[Extract to read]:
=====

Keyboard worrier

Monday, May 19, 2014

Leo Abse's attack on Tony Blair

"The Man Behind The Smile: Tony Blair And The Politics Of Perversion"


In 1972: Tony Blair and Alan Collenette, Richmond, West London

1996: two years after Blair became leader, a year before his landslide electoral victory and triumphal entry into Downing Street. Veteran Welsh MP Leo Abse, Old Labour and proud of it, gives TB a working over with fists of Freudian analysis.

There is an old Chinese philosophical saying: "man is greater than anything that comes out of him." I find elaborate schematics of the human soul unconvincing. The insights of psychologists are illuminating and suggestive, but I don't think you can tie them all together with threads into a neat bundle. There's lots of ends of speculation poking out of it. For example, the foetus hears its mother's heartbeat, but that isn't necessarily why we respond to the rhythms of rock music, for we have heartbeats of our own.

I think it was Karl Popper who observed that much of psychoanalysis was unfalsifiable. Yes, Leo Blair had a debilitating stroke, but we don't know what the son read into his father's mute gaze. Yes, TB's mother was reportedly unassuming and the "cement" of the family, but no, we don't know that tending to her disabled husband's needs starved her son of affection; nor that "cement" should be read as cold and hard, rather than binding. One can certainly postulate that intimations of mortality galvanized Blair, but then he said that himself.

Explaining a public figure like TB is an even bigger challenge, because policy and presentation are at least as much about other people as one's own personal history. The vagueness of Blair's manifesto may be, as Abse suggests, to do with an immature reluctance to accept one's own aggressive impulses and enter into combat with opponents; but it may have more to do with making the broadest possible appeal to a public that wants pain-free answers.

=====

[Information provided]:
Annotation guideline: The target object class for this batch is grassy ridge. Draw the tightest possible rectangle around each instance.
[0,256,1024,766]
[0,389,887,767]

=====

[Problems to solve]:
[A] Write out the post on Abse and Blair from "1996: two years" to "of Freudian analysis.".
[B] Answer these on the post on Abse and Blair:
(i) In what year does the post place Leo Abse's attack on Blair?
(ii) Whom does the writer credit with observing that much of psychoanalysis was unfalsifiable?
(iii) What did Leo Blair suffer, according to the post?
The material above isn't needed here.

[Answers]:
[A]
1996: two years after Blair became leader, a year before his landslide electoral victory and triumphal entry into Downing Street. Veteran Welsh MP Leo Abse, Old Labour and proud of it, gives TB a working over with fists of Freudian analysis.

[B]
(i) 1996
(ii) Karl Popper
(iii) A debilitating stroke